• **What to do**
Print the first line of the material below and each line after it, exactly as written, ending with the line that contains "Target: white ceiling".

• **Data for review**
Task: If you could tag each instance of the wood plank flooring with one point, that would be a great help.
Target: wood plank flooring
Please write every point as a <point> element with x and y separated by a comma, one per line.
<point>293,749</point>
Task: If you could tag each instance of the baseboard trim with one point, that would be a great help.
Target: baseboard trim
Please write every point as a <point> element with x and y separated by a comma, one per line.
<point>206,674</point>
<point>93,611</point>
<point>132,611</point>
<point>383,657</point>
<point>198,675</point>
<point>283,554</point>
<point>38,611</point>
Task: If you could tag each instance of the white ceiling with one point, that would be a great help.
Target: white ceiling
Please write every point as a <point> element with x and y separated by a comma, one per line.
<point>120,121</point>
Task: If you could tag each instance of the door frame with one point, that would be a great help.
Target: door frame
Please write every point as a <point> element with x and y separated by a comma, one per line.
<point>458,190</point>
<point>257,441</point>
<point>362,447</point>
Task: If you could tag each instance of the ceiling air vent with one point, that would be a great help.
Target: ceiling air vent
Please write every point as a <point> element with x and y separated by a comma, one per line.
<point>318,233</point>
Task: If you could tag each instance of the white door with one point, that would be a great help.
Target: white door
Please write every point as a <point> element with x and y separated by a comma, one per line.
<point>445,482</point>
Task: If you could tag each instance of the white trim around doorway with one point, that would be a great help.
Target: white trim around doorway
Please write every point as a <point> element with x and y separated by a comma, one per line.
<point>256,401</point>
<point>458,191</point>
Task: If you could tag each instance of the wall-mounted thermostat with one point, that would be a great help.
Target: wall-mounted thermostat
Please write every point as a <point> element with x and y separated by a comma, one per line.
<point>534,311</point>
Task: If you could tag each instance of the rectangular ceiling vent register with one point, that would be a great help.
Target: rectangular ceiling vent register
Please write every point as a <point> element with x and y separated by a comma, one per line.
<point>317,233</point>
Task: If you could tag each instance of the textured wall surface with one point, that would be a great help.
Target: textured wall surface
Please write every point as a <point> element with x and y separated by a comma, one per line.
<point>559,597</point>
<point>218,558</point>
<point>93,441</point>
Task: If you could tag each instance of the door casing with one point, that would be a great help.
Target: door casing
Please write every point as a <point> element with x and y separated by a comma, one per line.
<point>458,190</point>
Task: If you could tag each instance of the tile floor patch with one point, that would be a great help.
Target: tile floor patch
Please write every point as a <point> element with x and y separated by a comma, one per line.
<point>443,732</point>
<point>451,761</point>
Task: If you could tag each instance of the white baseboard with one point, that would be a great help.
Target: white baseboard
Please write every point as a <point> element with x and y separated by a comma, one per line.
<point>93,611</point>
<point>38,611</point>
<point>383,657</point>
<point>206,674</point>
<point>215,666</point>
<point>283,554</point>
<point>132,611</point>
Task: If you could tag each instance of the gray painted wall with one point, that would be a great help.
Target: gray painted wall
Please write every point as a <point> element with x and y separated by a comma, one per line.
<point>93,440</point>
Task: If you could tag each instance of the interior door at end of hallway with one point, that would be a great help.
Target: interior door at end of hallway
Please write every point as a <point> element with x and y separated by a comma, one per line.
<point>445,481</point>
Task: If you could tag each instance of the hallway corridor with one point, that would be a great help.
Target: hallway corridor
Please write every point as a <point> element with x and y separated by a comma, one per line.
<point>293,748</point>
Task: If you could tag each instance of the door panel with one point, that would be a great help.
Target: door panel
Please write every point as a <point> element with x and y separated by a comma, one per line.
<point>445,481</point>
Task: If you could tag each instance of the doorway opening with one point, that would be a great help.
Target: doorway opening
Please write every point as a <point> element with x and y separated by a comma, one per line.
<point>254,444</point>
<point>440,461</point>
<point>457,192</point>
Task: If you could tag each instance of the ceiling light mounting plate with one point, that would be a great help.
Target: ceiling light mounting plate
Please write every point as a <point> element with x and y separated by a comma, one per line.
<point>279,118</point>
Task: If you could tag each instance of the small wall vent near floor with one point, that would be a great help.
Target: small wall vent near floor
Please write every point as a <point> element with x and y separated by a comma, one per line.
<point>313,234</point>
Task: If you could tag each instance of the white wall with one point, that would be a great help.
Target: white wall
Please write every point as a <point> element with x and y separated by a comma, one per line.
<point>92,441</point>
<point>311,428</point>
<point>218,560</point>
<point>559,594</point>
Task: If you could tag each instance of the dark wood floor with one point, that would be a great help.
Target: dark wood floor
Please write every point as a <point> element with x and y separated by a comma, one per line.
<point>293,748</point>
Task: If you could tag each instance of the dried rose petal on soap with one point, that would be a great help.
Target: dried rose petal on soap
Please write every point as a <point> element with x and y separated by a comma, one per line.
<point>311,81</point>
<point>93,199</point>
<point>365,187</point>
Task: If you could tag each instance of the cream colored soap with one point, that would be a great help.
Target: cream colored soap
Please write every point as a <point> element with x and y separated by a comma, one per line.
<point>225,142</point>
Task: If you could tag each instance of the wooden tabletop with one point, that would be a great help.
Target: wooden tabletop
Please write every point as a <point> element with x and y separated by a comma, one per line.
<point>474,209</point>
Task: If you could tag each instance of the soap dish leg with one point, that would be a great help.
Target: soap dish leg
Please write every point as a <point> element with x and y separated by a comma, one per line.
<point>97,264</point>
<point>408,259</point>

• **Answer space**
Task: If you could tag each instance of the wood plank flooring with one point, that would be a great help.
Target: wood plank flooring
Please write every point as a <point> element with x and y separated by a comma, one per line.
<point>293,749</point>
Task: If you could tag each instance of the baseboard trim with one point, that would be a great help.
Target: baseboard trim
Please write every point as a <point> element with x and y separated by a comma, one per line.
<point>206,674</point>
<point>93,611</point>
<point>132,611</point>
<point>383,657</point>
<point>198,675</point>
<point>283,554</point>
<point>38,611</point>
Task: If you could tag each instance of the white ceiling with one point, that would be a great help.
Target: white ceiling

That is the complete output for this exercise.